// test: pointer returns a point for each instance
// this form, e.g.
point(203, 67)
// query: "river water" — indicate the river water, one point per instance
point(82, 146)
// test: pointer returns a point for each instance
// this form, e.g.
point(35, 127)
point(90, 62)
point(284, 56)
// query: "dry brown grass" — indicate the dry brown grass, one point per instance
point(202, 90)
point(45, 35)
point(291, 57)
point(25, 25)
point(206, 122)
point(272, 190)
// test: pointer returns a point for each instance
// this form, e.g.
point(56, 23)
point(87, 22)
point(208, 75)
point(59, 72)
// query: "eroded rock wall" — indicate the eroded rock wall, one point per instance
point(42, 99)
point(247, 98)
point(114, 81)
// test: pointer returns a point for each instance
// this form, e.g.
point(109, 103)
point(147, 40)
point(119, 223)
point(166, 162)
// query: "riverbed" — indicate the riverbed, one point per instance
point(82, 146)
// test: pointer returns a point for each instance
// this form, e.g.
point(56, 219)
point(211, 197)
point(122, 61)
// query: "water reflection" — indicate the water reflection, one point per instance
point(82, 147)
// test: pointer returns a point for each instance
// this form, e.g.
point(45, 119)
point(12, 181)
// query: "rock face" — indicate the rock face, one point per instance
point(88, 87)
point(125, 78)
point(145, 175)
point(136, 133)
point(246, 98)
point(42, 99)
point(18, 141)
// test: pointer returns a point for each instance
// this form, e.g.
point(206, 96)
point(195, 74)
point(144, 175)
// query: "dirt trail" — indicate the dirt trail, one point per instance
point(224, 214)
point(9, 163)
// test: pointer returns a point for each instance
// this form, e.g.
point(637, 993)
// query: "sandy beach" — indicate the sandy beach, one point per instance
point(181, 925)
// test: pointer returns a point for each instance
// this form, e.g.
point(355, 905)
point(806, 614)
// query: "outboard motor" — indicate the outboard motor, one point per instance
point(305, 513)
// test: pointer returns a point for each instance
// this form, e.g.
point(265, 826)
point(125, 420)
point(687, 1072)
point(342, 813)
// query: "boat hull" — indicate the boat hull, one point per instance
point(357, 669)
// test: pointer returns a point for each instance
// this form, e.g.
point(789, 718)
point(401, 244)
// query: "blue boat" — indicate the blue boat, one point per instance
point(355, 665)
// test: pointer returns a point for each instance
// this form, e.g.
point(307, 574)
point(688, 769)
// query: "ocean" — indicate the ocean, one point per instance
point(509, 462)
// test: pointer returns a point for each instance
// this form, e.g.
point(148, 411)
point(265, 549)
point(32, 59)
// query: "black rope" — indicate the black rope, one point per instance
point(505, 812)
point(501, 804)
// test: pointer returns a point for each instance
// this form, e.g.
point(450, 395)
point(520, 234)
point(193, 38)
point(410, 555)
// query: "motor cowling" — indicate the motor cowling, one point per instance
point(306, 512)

# # # # # # #

Instructions to follow:
Please print every entry above again, line for line, with no changes.

Reply:
// test: pointer returns a point for each instance
// this form, e.g.
point(203, 67)
// query: "river water" — indicate the river water, one point per instance
point(82, 146)
// test: pointer returns a point for each instance
// this form, e.g.
point(35, 127)
point(90, 62)
point(284, 56)
// query: "dry brown grass" — indicate the dry brown grass, one point per instance
point(202, 90)
point(45, 35)
point(291, 57)
point(25, 25)
point(206, 122)
point(272, 190)
// test: pointer returns a point for each instance
// this form, e.g.
point(56, 23)
point(87, 22)
point(208, 75)
point(59, 72)
// query: "eroded rock wall" — indicate the eroded rock wall, one point per instance
point(42, 99)
point(247, 98)
point(114, 81)
// test: pointer returns a point for each instance
// this form, e.g.
point(109, 103)
point(147, 40)
point(119, 223)
point(166, 162)
// query: "riverbed" — indicate the riverbed, one point per instance
point(82, 146)
// test: pointer returns a point for each instance
// this form, e.g.
point(56, 219)
point(211, 197)
point(122, 61)
// query: "water reflection" — indicate the water reflection, one point per instance
point(82, 147)
// test: pointer returns a point for each instance
// this form, e.g.
point(45, 119)
point(12, 181)
// query: "rock face" — indicate the rock face, one point per instance
point(88, 87)
point(125, 78)
point(145, 175)
point(136, 133)
point(246, 98)
point(42, 99)
point(18, 141)
// test: pointer returns a point for each instance
// this form, e.g.
point(206, 96)
point(195, 74)
point(144, 175)
// query: "dirt trail" — indicate the dirt trail, one point per instance
point(224, 214)
point(9, 163)
// test: pointer returns a point for each instance
// this form, e.g.
point(637, 993)
// query: "sandy beach" — indicate the sandy beach, one point per instance
point(181, 925)
// test: pointer returns a point for each instance
// this form, e.g.
point(355, 905)
point(806, 614)
// query: "outboard motor" — indicate the outboard motor, one point per instance
point(305, 513)
// test: pointer returns a point for each instance
// this form, e.g.
point(265, 826)
point(125, 420)
point(687, 1072)
point(342, 813)
// query: "boat hull" — indicate the boat hull, one point per instance
point(357, 669)
// test: pointer returns a point for each instance
// this form, e.g.
point(789, 718)
point(401, 244)
// query: "blue boat" — indicate the blue boat, one point per instance
point(355, 665)
// test: pointer returns a point for each instance
// this form, e.g.
point(307, 574)
point(688, 769)
// query: "ocean" — indicate the ocean, one point per instance
point(509, 462)
// test: pointer returns a point for each instance
// this form, e.g.
point(148, 411)
point(265, 549)
point(32, 59)
// query: "black rope" — indicate the black rope, one point per instance
point(505, 812)
point(501, 804)
// test: pointer returns a point for each instance
// this form, e.g.
point(450, 395)
point(520, 234)
point(193, 38)
point(410, 555)
// query: "motor cowling" — indicate the motor cowling, one point per instance
point(306, 512)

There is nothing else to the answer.